#### [Task prompt]
Please write out each entry below exactly as it appears.

#### [Data]
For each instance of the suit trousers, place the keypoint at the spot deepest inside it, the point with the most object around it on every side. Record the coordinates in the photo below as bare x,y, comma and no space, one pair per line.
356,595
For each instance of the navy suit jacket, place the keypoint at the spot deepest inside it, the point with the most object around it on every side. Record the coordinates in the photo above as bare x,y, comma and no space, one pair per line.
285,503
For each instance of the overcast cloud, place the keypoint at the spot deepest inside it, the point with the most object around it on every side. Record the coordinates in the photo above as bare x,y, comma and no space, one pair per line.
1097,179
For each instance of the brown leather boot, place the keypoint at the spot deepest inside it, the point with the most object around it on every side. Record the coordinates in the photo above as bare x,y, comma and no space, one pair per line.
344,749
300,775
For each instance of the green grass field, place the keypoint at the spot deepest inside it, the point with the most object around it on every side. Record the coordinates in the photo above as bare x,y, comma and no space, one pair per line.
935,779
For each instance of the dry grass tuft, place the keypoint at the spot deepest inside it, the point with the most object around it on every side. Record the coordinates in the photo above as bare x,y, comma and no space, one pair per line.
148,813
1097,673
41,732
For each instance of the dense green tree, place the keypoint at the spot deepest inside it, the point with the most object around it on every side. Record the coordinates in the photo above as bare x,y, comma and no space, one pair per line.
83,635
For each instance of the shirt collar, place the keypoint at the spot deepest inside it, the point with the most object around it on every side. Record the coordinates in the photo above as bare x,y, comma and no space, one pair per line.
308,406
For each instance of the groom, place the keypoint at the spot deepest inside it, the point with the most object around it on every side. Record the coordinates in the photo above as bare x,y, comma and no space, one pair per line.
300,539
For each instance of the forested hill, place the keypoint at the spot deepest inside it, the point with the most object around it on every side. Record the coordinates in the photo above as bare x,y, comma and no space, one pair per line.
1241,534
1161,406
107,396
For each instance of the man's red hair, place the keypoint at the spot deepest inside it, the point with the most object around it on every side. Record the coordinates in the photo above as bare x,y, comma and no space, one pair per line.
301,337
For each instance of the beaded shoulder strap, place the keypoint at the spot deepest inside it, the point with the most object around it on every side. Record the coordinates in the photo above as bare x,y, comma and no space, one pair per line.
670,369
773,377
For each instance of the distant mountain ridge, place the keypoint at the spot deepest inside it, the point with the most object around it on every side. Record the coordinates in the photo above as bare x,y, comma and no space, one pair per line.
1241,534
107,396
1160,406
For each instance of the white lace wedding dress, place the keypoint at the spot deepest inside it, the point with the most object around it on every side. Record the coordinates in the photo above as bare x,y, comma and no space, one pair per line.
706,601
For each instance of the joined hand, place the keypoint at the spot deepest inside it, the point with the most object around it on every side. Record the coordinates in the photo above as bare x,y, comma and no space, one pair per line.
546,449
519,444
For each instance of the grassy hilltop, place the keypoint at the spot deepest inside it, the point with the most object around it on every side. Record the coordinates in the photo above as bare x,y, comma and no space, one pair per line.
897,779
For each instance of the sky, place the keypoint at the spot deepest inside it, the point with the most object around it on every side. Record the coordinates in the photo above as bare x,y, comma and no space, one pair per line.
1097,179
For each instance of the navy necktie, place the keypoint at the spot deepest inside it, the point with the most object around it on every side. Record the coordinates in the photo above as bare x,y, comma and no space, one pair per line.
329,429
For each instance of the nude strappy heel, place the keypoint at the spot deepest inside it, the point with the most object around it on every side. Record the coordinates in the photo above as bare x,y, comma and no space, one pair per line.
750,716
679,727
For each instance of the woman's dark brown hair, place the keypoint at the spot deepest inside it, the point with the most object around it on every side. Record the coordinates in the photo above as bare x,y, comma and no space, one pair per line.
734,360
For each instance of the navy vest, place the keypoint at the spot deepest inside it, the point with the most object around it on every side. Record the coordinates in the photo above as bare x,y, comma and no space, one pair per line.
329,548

#### [Output for this exercise]
For each instance of the suit trousers, place the keypoint at the spot deepest inside it, the point with the most object around it on every side. Record the coordinates in the photo below as bare x,y, comma and no space, one pair per line.
356,595
For each instance of the navy suit jacket, place the keypoint at the spot deepest inside it, the point with the most object around it on every side. Record the coordinates in the photo above as bare x,y, comma and no space, one pair per line.
285,503
For each instance of the overcast cloud, place the keypoint at the spot deepest inside it, the point with the most object around it on every side. Record the coordinates in the photo above as bare x,y, comma and no space, one pair per line.
1097,179
For each instance of the brown leather boot, place the keypoint at the spot deepest inside it, the point with the most object around it on every side. Record the coordinates in the photo above as bare x,y, comma and no space, one pair per line.
344,749
300,775
For each instance of the green grass field, place the keypoint at the spot deepest inside it, the point with the most object around it on every side. Record the coordinates in the photo above as bare x,y, comma and no space, one pair per line.
935,779
For each instance of the dry grass tuft, place the keypoint at the spot deepest inside it, the point with the most object around it on every side. Record the coordinates in the photo above as bare x,y, comma and no space, one pair per line.
148,813
1097,673
41,732
For each instance of the dense green tree, place the keypoint at the spot deepest inside it, the point with the most object around it on every side. Record the coordinates in the photo above as bare x,y, comma and no space, one pair per line.
83,635
For each instance of the shirt collar, place the keypoint at the spot deepest inside it, the point with the most object around it on every side. Record the coordinates in the photo above as bare x,y, comma and no space, one pair per line.
308,406
For each instance of the groom, place the keypoint at the spot deepest inside it, the point with the most object around it on every side. Record the coordinates in the photo above as bare x,y, comma and no space, one pair per line.
300,539
For each instance of the forested hill, place the keypoint at the spot deepest inside it, the point with the most object around it on every side. Record the coordinates in the photo above as bare x,y, comma and no space, one pair per line.
1241,534
1161,406
107,396
For each instance of the man's red hair, place the keypoint at the spot deepest inside it, the point with the most object around it on every side. Record the coordinates in the photo above as bare x,y, comma and no space, one pair per line.
301,337
For each instance of the beaded shoulder strap, place the keypoint at the spot deepest inside it, the point with the most object around it on every side. Record the coordinates in the photo above as bare x,y, comma and no space, one pair per line.
670,369
773,377
For each instance of the distant mountain ridge, place the keypoint at the spot deepest inside it, the point with the most object around it on every side. Record the coordinates in the photo above as bare x,y, comma and no space, one pair per line.
1241,534
107,396
1160,406
For each instance of the white lace wedding dress, place the keypoint at the spot deepest inside it, the point with the most object around it on every side. Record the coordinates in the photo above as bare x,y, comma and no space, one pair per line.
706,601
For each instance of the joined hand, place the keypoint at the spot deepest inside it, the point with the most object around it on every side. Record the coordinates in the photo above as bare x,y, comma and no space, one pair per line.
546,449
519,444
For each instance of the grassy hilltop, place the keypoint at the spot deepest inside it, the point with the most object around it on every side. Record the coordinates in the photo above as bare x,y, comma and no space, one pair per line.
897,779
For each instance of the sky, place the keypoint at the spot deepest inside it, the point with the most object around it on every side. Record the coordinates in the photo above as bare x,y, comma and no space, one pair per line.
1097,179
For each instance of the navy necktie, place the keypoint at the spot deepest inside it, the point with the most object around it on every side. Record the coordinates in the photo above as bare x,y, comma and no space, one pair per line.
329,429
For each instance of the nude strappy heel, place the keypoint at the spot deepest inside it, the point with the most object around it on every side. Record the coordinates in the photo above as bare x,y, comma and no space, one pair per line.
750,716
679,727
For each instance of the woman's dark brown hair, place the keypoint at the spot deepest inside it, the point with the most object around it on every side. Record the coordinates in the photo above as bare x,y, comma and no space, one pair per line.
734,360
For each instance of the navy vest, place the keypoint at the spot deepest inside it, the point with the most object around it on every side. Record the coordinates in the photo above as bare x,y, comma and no space, one pair per line.
329,548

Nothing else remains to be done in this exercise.